* Start *

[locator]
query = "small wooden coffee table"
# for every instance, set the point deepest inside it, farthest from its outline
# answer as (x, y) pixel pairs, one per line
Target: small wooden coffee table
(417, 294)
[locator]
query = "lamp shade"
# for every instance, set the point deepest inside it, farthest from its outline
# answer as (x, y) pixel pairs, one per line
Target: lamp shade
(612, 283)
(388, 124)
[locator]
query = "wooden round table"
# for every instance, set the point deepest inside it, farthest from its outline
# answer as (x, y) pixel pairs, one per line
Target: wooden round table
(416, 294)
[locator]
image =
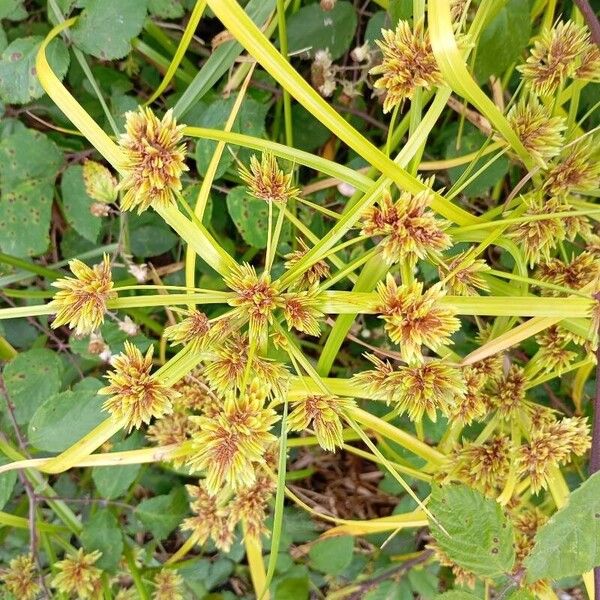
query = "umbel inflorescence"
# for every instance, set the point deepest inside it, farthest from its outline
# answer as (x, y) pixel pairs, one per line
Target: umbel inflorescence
(244, 366)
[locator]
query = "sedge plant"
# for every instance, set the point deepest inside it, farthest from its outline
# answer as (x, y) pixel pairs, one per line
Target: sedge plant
(246, 371)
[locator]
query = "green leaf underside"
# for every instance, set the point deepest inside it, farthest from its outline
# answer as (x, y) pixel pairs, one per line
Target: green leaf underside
(162, 514)
(66, 417)
(18, 77)
(311, 28)
(77, 204)
(105, 27)
(478, 535)
(29, 162)
(30, 378)
(569, 543)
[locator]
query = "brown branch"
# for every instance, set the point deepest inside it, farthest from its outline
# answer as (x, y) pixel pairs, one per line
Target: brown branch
(33, 537)
(394, 572)
(590, 18)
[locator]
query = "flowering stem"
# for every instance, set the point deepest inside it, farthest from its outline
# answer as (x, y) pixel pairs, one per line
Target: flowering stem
(397, 435)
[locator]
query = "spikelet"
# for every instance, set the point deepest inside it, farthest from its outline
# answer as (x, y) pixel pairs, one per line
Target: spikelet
(168, 585)
(154, 160)
(266, 181)
(78, 576)
(135, 394)
(414, 318)
(411, 231)
(323, 414)
(210, 518)
(554, 57)
(81, 301)
(229, 447)
(408, 63)
(539, 131)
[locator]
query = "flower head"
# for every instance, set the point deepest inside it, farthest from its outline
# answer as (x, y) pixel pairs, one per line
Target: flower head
(266, 181)
(78, 576)
(322, 413)
(226, 365)
(311, 276)
(589, 69)
(408, 62)
(300, 311)
(427, 388)
(135, 394)
(554, 57)
(250, 506)
(414, 318)
(410, 229)
(100, 185)
(210, 519)
(230, 446)
(472, 406)
(507, 393)
(416, 390)
(256, 297)
(539, 236)
(462, 276)
(540, 132)
(483, 466)
(20, 579)
(550, 445)
(577, 169)
(153, 160)
(582, 270)
(168, 585)
(81, 300)
(194, 329)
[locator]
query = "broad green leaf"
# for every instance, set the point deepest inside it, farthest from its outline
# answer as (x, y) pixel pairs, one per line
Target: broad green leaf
(7, 483)
(100, 184)
(102, 532)
(77, 204)
(30, 378)
(477, 536)
(113, 482)
(503, 40)
(292, 588)
(150, 236)
(13, 10)
(221, 60)
(309, 134)
(166, 9)
(312, 28)
(332, 555)
(567, 544)
(106, 27)
(250, 121)
(250, 216)
(18, 79)
(29, 162)
(66, 417)
(162, 514)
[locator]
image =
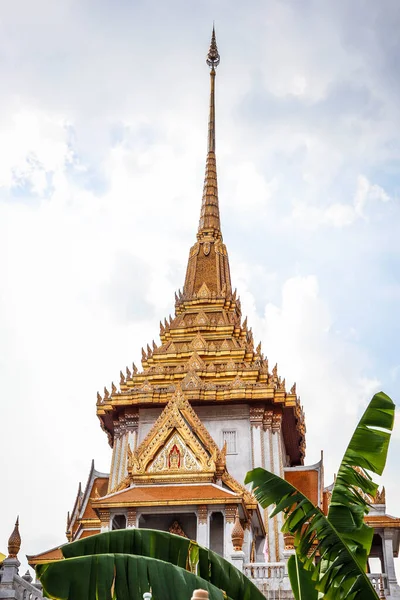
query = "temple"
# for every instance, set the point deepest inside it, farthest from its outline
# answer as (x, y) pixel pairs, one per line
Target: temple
(205, 408)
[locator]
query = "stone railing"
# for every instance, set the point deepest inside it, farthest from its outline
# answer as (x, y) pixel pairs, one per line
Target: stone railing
(265, 570)
(26, 590)
(271, 579)
(375, 580)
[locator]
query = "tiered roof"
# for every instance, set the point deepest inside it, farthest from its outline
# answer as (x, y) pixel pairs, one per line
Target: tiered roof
(206, 347)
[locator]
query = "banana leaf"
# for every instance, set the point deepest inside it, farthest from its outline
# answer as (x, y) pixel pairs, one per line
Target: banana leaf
(173, 549)
(344, 577)
(122, 576)
(366, 452)
(303, 586)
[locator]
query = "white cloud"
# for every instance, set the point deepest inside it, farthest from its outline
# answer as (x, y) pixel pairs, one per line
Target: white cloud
(102, 151)
(340, 214)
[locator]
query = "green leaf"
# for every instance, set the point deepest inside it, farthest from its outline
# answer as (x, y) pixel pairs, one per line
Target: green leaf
(169, 548)
(366, 452)
(303, 586)
(344, 577)
(122, 576)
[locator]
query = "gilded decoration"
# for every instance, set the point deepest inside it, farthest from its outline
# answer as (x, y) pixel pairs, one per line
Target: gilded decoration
(177, 529)
(207, 323)
(230, 513)
(175, 456)
(237, 534)
(14, 541)
(178, 441)
(132, 517)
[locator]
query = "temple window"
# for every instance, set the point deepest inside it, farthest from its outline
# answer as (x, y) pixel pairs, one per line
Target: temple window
(217, 533)
(118, 522)
(229, 436)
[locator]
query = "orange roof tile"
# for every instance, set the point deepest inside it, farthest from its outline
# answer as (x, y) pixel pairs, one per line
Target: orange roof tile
(382, 521)
(47, 556)
(169, 494)
(100, 484)
(306, 481)
(88, 533)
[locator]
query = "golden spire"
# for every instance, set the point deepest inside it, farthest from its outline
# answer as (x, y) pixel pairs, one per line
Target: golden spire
(14, 541)
(207, 273)
(209, 216)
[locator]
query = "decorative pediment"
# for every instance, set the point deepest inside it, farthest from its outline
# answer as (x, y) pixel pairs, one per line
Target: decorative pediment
(178, 444)
(175, 457)
(204, 291)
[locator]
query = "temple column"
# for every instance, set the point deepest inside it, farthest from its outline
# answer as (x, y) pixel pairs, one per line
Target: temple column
(125, 436)
(203, 527)
(229, 513)
(277, 468)
(257, 438)
(273, 462)
(394, 588)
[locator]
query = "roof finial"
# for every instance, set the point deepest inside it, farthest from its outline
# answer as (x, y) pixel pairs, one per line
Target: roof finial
(14, 541)
(209, 216)
(213, 57)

* End *

> **Exercise task**:
The entries above are to be returned exactly, without their pictures.

> **The result**:
[locator]
query = "small wooden coffee table"
# for every instance, set the point deepest inside it, farthest from its outline
# answer as (x, y) pixel pairs, one per line
Target: small wooden coffee table
(417, 294)
[locator]
query = "lamp shade"
# for every instance, set the point deepest inside it, farthest from its outline
# answer as (x, y) pixel pairs, one per line
Target: lamp shade
(612, 283)
(388, 124)
[locator]
query = "wooden round table"
# for every instance, set the point deepest inside it, farthest from its outline
# answer as (x, y) pixel pairs, one per line
Target: wooden round table
(416, 294)
[locator]
image =
query = "umbel inflorescence"
# for every instance, set the point deepest inside it, farthest from its outline
# answer as (x, y) pixel pairs, one per line
Target: umbel inflorescence
(244, 366)
[locator]
query = "sedge plant"
# for every instance, set the point deepest inside it, farthest from its outline
# answer as (x, y) pixel pairs, one per line
Target: sedge plant
(246, 371)
[locator]
query = "green leaf underside"
# for every instance, set the point deepest inside it, farthest from its outline
# answer as (x, y) pixel pairs, one per line
Target: green leaf underside
(162, 514)
(66, 417)
(18, 77)
(311, 28)
(77, 204)
(105, 27)
(478, 535)
(29, 162)
(30, 378)
(569, 543)
[locator]
query = "brown branch"
# for every instance, set the point deepest inside it, farthest from its outline
# answer as (x, y) pixel pairs, one per line
Target: brown branch
(33, 537)
(394, 572)
(590, 18)
[locator]
query = "flowering stem"
# for every instance, set the point deepest inside it, farthest from its outline
# answer as (x, y) pixel pairs, one per line
Target: flowering stem
(397, 435)
[locator]
query = "spikelet"
# for every instance, set the point deepest inside it, farthest from its outline
# answer as (x, y) pixel pairs, one per line
Target: spikelet
(168, 585)
(154, 160)
(266, 181)
(78, 576)
(135, 394)
(414, 318)
(411, 231)
(323, 414)
(210, 518)
(554, 57)
(81, 301)
(229, 447)
(408, 63)
(539, 131)
[locator]
query = "flower head"
# for every instance, set the point deepest inside it, farthest from its outline
# answer as (x, y) pixel pairs, one per line
Target: flower head
(266, 181)
(78, 576)
(322, 413)
(226, 365)
(311, 276)
(589, 69)
(408, 62)
(300, 311)
(427, 388)
(135, 394)
(554, 57)
(250, 506)
(414, 318)
(410, 229)
(100, 185)
(210, 519)
(230, 446)
(472, 406)
(507, 393)
(416, 390)
(256, 297)
(539, 236)
(462, 276)
(540, 132)
(483, 466)
(20, 579)
(550, 445)
(577, 169)
(153, 160)
(582, 270)
(168, 585)
(81, 300)
(194, 329)
[locator]
query = "broad green leaf"
# for every instance, set the point deepest inside it, farthest from its outline
# answer as (x, y) pixel pairs, one per line
Target: broad green leaf
(7, 483)
(100, 184)
(102, 532)
(77, 204)
(30, 378)
(477, 536)
(113, 482)
(503, 40)
(292, 588)
(150, 236)
(13, 10)
(221, 60)
(309, 134)
(166, 9)
(312, 28)
(332, 555)
(567, 544)
(106, 27)
(250, 121)
(250, 216)
(18, 79)
(29, 162)
(66, 417)
(162, 514)
[locator]
image =
query = "temple"
# for every instance, set the point deepest inside it, farthest from its outline
# answer as (x, y) pixel pairs, one per line
Target: temple
(205, 408)
[locator]
query = "stone railing"
# for every instance, set the point deepest inside it, farthest from its outline
# answer as (x, y) pixel pairs, one per line
Target: stone railing
(265, 570)
(26, 590)
(271, 579)
(375, 580)
[locator]
query = "tiered roof"
# for every instance, set the point deepest inside it, farthest from its outline
# answer as (x, y) pixel pairs, one per line
Target: tiered roof
(206, 347)
[locator]
query = "banana leaf"
# for every instance, set the point deepest inside it, farthest from its outline
# answer as (x, y) pixel pairs, one per line
Target: banana leaf
(173, 549)
(344, 577)
(122, 576)
(366, 452)
(303, 586)
[locator]
query = "white cloud"
# for every instance, set the point deepest inside it, farthest from its outline
# answer as (x, y) pixel pairs, one per line
Target: white cloud
(102, 151)
(340, 214)
[locator]
query = "green leaf"
# for every instance, set the point deepest inside it, farthest from its outline
# answer as (x, y) pixel pairs, one per line
Target: green leaf
(169, 548)
(366, 452)
(303, 586)
(344, 577)
(122, 576)
[locator]
query = "gilded decoration"
# for every instance, set the point deepest inside it, farthest from its outline
# answer as (x, y) pixel pairs, one per line
Target: gilded decoration
(177, 529)
(207, 323)
(230, 513)
(175, 456)
(237, 534)
(14, 541)
(178, 441)
(132, 517)
[locator]
query = "temple window"
# for every instance, set the point deepest inside it, farthest from its outline
# answer as (x, y) pixel pairs, one per line
Target: temple window
(217, 533)
(118, 522)
(229, 436)
[locator]
query = "orange roof tile"
# for every instance, set the point deepest inside it, farthest from its outline
# answer as (x, y) pixel pairs, one per line
Target: orange roof tile
(382, 521)
(47, 556)
(169, 494)
(100, 484)
(306, 481)
(88, 533)
[locator]
query = "golden spire"
# for every instance, set the point deepest inside it, farthest from its outline
# answer as (x, y) pixel pairs, one per line
Target: golden spire
(14, 541)
(207, 273)
(209, 216)
[locator]
query = "decorative pediment"
# for every instance, set the point deepest inside it, farthest from its outline
# answer as (x, y) pixel pairs, one per line
Target: decorative pediment
(178, 444)
(175, 457)
(204, 291)
[locator]
query = "temple column"
# for every instance, set the point deepest inside it, farthest from its outline
# answer as (x, y) pixel pairs, one per line
Target: temple column
(125, 436)
(203, 527)
(229, 513)
(277, 468)
(257, 438)
(273, 462)
(394, 588)
[locator]
query = "roof finial"
# for every instance, set the point deepest inside it, farthest from its outline
# answer as (x, y) pixel pairs, one per line
Target: roof finial
(14, 541)
(209, 216)
(213, 57)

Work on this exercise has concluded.